§ Aim of the task: Retype the material that follows, keeping every word as it is.

§ Data in this exercise:

——————————

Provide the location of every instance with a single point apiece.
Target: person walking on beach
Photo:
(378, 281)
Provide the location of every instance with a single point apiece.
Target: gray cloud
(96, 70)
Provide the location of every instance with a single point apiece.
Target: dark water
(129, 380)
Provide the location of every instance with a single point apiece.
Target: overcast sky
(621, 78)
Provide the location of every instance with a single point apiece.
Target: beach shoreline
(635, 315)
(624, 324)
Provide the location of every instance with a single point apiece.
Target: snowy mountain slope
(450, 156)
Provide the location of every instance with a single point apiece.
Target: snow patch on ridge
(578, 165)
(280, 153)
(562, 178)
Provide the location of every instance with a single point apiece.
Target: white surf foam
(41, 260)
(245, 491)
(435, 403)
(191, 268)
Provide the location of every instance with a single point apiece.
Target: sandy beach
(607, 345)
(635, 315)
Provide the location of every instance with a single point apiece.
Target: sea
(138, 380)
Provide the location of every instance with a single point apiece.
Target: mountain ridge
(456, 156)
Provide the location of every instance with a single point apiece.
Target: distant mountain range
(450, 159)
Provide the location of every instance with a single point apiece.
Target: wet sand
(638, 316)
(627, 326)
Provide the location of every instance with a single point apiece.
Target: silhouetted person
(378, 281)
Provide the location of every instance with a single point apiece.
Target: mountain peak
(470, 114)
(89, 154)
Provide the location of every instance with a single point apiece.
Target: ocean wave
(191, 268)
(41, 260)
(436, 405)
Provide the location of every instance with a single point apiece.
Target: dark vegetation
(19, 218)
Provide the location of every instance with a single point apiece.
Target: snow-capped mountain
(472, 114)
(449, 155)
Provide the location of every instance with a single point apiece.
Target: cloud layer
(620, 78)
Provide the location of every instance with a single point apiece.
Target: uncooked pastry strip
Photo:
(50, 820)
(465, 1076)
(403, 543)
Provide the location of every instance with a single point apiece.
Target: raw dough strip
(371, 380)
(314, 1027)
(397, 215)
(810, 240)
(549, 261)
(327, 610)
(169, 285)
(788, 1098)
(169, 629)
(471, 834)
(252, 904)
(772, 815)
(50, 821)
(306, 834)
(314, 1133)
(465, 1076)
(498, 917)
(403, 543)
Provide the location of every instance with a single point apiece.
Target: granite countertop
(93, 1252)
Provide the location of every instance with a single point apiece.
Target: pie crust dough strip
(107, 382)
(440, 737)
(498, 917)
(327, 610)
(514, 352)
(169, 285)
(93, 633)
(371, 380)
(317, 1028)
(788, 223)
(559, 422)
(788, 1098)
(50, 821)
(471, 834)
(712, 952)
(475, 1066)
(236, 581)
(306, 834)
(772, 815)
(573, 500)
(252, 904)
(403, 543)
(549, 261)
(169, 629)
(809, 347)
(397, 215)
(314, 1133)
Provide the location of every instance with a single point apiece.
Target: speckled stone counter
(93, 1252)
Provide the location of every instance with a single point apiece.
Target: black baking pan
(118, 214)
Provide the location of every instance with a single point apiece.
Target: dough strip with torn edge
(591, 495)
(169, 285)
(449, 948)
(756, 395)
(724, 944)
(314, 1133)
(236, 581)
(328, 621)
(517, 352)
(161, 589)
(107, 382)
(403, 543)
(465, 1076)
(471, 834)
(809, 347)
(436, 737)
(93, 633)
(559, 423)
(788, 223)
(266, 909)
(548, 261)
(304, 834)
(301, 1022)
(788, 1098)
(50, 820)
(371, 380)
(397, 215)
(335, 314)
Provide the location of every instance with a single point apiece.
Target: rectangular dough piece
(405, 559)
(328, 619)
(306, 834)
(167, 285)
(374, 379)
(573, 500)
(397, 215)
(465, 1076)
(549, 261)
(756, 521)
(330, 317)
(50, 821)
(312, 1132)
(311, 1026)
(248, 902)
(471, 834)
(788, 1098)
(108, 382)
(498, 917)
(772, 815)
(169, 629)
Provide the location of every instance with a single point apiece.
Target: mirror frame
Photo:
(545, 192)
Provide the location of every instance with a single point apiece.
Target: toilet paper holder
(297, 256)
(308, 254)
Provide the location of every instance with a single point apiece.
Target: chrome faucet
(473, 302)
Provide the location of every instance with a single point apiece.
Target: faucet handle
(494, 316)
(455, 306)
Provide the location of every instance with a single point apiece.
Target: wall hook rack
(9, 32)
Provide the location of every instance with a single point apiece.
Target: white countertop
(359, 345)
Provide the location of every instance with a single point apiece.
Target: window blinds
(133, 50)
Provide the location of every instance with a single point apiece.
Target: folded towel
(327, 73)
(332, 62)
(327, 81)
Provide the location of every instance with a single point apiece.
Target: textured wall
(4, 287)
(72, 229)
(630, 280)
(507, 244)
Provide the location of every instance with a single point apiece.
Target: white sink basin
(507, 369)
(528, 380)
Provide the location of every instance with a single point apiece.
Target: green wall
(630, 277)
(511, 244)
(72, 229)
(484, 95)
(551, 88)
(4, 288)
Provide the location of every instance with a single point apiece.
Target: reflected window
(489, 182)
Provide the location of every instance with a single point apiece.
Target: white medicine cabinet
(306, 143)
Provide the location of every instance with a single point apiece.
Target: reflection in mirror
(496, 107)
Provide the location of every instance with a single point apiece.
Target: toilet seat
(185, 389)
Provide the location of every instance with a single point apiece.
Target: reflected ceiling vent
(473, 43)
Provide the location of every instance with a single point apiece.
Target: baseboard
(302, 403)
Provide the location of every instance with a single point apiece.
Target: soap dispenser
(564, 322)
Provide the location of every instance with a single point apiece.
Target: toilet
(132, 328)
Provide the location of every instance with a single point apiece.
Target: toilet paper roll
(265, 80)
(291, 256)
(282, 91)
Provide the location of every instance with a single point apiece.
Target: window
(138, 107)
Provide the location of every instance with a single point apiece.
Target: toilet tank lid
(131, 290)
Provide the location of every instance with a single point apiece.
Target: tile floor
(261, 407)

——————————

§ Right answer:
Provide the location of every instance with a single point apiece.
Target: person walking on beach
Photo:
(378, 281)
Provide the location of every instance with a single point apiece.
Target: gray cloud
(96, 70)
Provide the location of every instance with a single point apiece.
Target: dark water
(129, 380)
Provide the location of every instance with a single point apiece.
Target: overcast sky
(621, 78)
Provide the location of every instance with a single point apiece.
Target: beach shoreline
(635, 315)
(624, 324)
Provide the location of every instance with a single point apiece.
Target: snowy mountain slope
(450, 156)
Provide the location of every instance with a single point apiece.
Target: snow patch on ridge
(578, 165)
(280, 153)
(562, 178)
Provide the location of every instance with a single point apiece.
Target: white surf foam
(41, 260)
(245, 491)
(435, 403)
(191, 268)
Provide the location of every instance with a single point apiece.
Target: sandy beach
(607, 345)
(635, 315)
Provide the location of every instance with a single point apiece.
Target: sea
(138, 380)
Provide the location of every instance with a single point apiece.
Target: mountain ridge
(456, 156)
Provide the location of every instance with a single point apiece.
Target: distant mountain range
(450, 159)
Provide the location of every instance with a single point apiece.
Target: wet sand
(638, 316)
(627, 326)
Provide the location of every instance with a single point apiece.
Target: silhouetted person
(378, 281)
Provide the location of every instance with a single point apiece.
Target: mountain peak
(470, 114)
(89, 154)
Provide the location of every instance with a single point apiece.
Target: ocean wave
(191, 268)
(41, 260)
(436, 405)
Provide the location of every instance with a single point apiece.
Target: dark vegetation
(19, 218)
Provide the location of every instance with a single point apiece.
Target: snow-capped mountain
(472, 114)
(449, 155)
Provide the location of every instance with a single point apiece.
Target: cloud layer
(620, 78)
Provide the location of every instance with a single point apiece.
Target: uncooked pastry strip
Photo:
(50, 820)
(465, 1076)
(403, 543)
Provide the location of every instance with a single point apiece.
Target: raw dough strip
(371, 380)
(314, 1027)
(397, 215)
(810, 240)
(549, 261)
(327, 610)
(169, 285)
(788, 1098)
(169, 629)
(471, 834)
(252, 904)
(772, 815)
(50, 821)
(306, 834)
(314, 1133)
(465, 1076)
(498, 917)
(403, 543)
Provide the location of every instance with a single point apiece.
Target: granite countertop
(93, 1252)
Provide the location of every instance with a single point apiece.
Target: pie crust dough strip
(107, 382)
(440, 737)
(498, 917)
(327, 610)
(514, 352)
(169, 285)
(93, 633)
(371, 380)
(317, 1028)
(788, 223)
(559, 422)
(788, 1098)
(50, 821)
(471, 834)
(712, 952)
(475, 1066)
(236, 581)
(306, 834)
(772, 815)
(573, 500)
(252, 904)
(403, 543)
(549, 261)
(169, 629)
(809, 347)
(397, 215)
(314, 1133)
Provide the location of every instance with a single point apiece.
Target: speckled stone counter
(93, 1252)
Provide the location of every instance with a single point apiece.
Target: black baking pan
(118, 214)
Provide the location of every instance with a single point apiece.
Target: dough strip with torn edge
(591, 495)
(169, 285)
(449, 948)
(756, 395)
(724, 944)
(314, 1133)
(236, 581)
(328, 621)
(517, 352)
(161, 589)
(107, 382)
(403, 543)
(465, 1076)
(471, 834)
(809, 347)
(436, 737)
(93, 633)
(559, 423)
(788, 223)
(266, 909)
(548, 261)
(304, 834)
(301, 1022)
(788, 1098)
(50, 820)
(371, 380)
(397, 215)
(335, 314)
Provide the location of every instance with a single point apiece.
Target: rectangular dough piece
(405, 559)
(328, 619)
(306, 834)
(167, 285)
(374, 379)
(573, 500)
(397, 215)
(465, 1076)
(549, 261)
(756, 521)
(330, 317)
(50, 821)
(312, 1132)
(311, 1026)
(248, 902)
(471, 834)
(788, 1098)
(108, 382)
(498, 917)
(772, 815)
(169, 629)
Provide the location of every instance with a single point apiece.
Target: mirror frame
Photo:
(545, 192)
Provide the location of every instance with a single point apiece.
Target: toilet paper holder
(297, 256)
(308, 254)
Provide the location of every instance with a single point apiece.
Target: chrome faucet
(473, 302)
Provide the location of every instance with a single point apiece.
Target: faucet handle
(494, 316)
(455, 306)
Provide the location of every instance with a single point apiece.
Target: wall hook rack
(9, 32)
Provide the location of every instance with a single point apiece.
Target: white countertop
(359, 345)
Provide the location of every instance with a single point apiece.
Target: window blinds
(133, 50)
Provide the location of every instance with a single point apiece.
Target: folded towel
(327, 73)
(332, 62)
(327, 81)
Provide the location of every instance with a single point apiece.
Target: textured wall
(4, 287)
(72, 229)
(630, 280)
(507, 244)
Provide the location of every instance with a single point apiece.
Target: white sink basin
(507, 369)
(528, 380)
Provide the location of every instance with a single point apiece.
Target: green wall
(630, 277)
(511, 244)
(72, 229)
(484, 95)
(551, 88)
(4, 288)
Provide the location of every instance with a single point apiece.
Target: reflected window
(489, 182)
Provide the location of every instance with a single point apiece.
Target: white medicine cabinet
(306, 143)
Provide the location of every instance with a single point apiece.
Target: reflection in mirror
(496, 107)
Provide the location of every instance with a single point apiece.
Target: toilet seat
(185, 389)
Provide the location of every instance with a single point apiece.
Target: reflected ceiling vent
(473, 43)
Provide the location of every instance with a single point apiece.
Target: baseboard
(302, 403)
Provide the location of every instance with a single point apiece.
Target: soap dispenser
(564, 322)
Provide the location of every instance with a single point apiece.
Target: toilet
(132, 328)
Provide the location of every instance with a single point apiece.
Target: toilet paper roll
(265, 80)
(291, 256)
(282, 91)
Provide the location of every instance with a single point apiece.
Target: window
(138, 107)
Provide the location of every instance with a single point apiece.
Target: toilet tank lid
(131, 290)
Provide the location of every instance with a single point apiece.
Target: tile floor
(261, 407)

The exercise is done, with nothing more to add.